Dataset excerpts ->
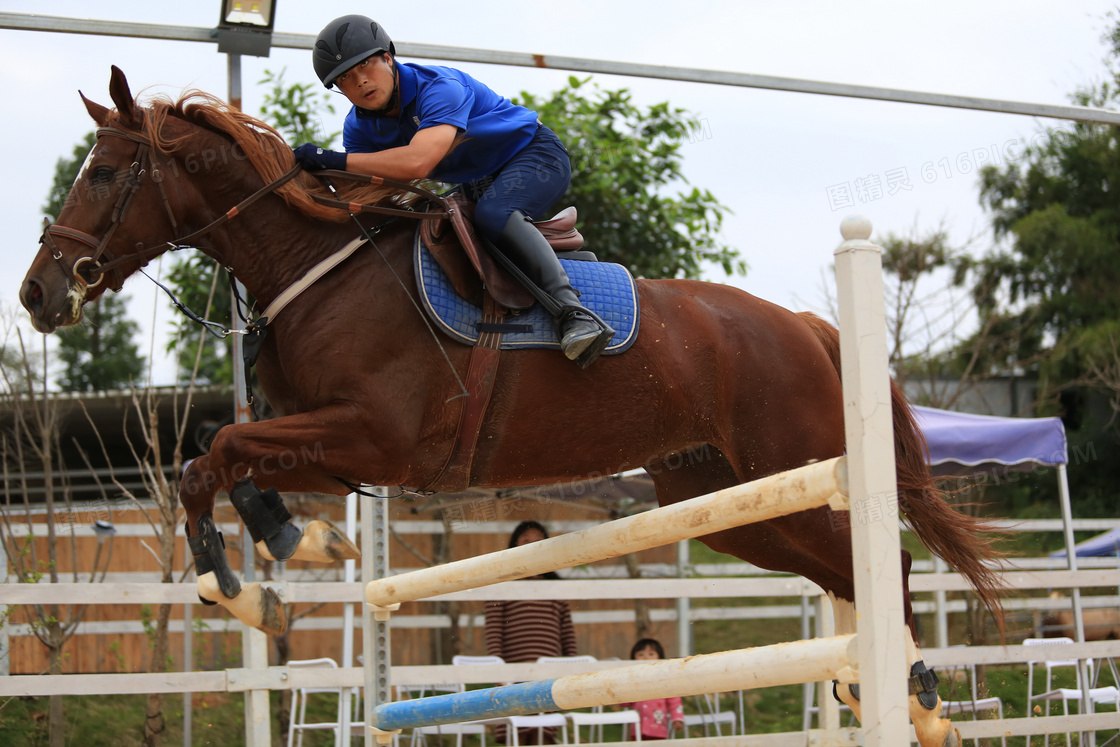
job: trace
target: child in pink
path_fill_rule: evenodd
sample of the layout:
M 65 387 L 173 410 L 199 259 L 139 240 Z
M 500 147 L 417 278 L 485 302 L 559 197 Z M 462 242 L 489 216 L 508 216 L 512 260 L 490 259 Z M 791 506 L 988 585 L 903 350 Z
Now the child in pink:
M 653 638 L 643 638 L 630 649 L 630 658 L 638 661 L 649 659 L 664 659 L 665 649 Z M 638 712 L 640 724 L 635 724 L 642 729 L 642 739 L 666 739 L 670 733 L 670 724 L 673 729 L 684 728 L 684 708 L 680 698 L 658 698 L 656 700 L 643 700 L 638 703 L 624 703 L 622 708 L 633 708 Z M 631 739 L 637 739 L 636 733 L 631 733 Z

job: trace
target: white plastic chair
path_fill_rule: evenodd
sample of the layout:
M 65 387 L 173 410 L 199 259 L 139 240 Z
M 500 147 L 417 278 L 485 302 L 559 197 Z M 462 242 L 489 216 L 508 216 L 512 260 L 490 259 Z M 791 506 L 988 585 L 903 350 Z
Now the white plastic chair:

What you will do ->
Your task is to transcribe the line containing "target: child in pink" and every line after it, through the last line of the data, exactly as written and with nothing more.

Answer to this problem ->
target: child in pink
path_fill_rule: evenodd
sample of the layout:
M 65 387 L 173 410 L 199 259 L 139 240 Z
M 500 147 L 417 278 L 485 302 L 559 197 Z M 462 242 L 489 216 L 508 216 L 512 260 L 490 259 Z M 791 506 L 988 585 L 903 350 Z
Now the child in pink:
M 653 638 L 643 638 L 630 649 L 630 658 L 638 661 L 649 659 L 664 659 L 665 649 Z M 638 712 L 640 724 L 635 724 L 642 729 L 642 739 L 666 739 L 670 733 L 670 724 L 673 729 L 684 728 L 684 708 L 680 698 L 658 698 L 656 700 L 643 700 L 638 703 L 624 703 L 622 708 L 633 708 Z M 631 739 L 637 739 L 636 733 L 631 733 Z

job: trace
target: white plastic chair
path_fill_rule: evenodd
sample of the layout:
M 65 387 L 173 410 L 199 259 L 139 240 Z
M 500 147 L 417 278 L 485 302 L 559 197 Z M 462 242 L 489 216 L 508 216 L 512 260 L 490 259 Z M 791 506 L 988 585 L 903 350 Z
Now the white plastic chair:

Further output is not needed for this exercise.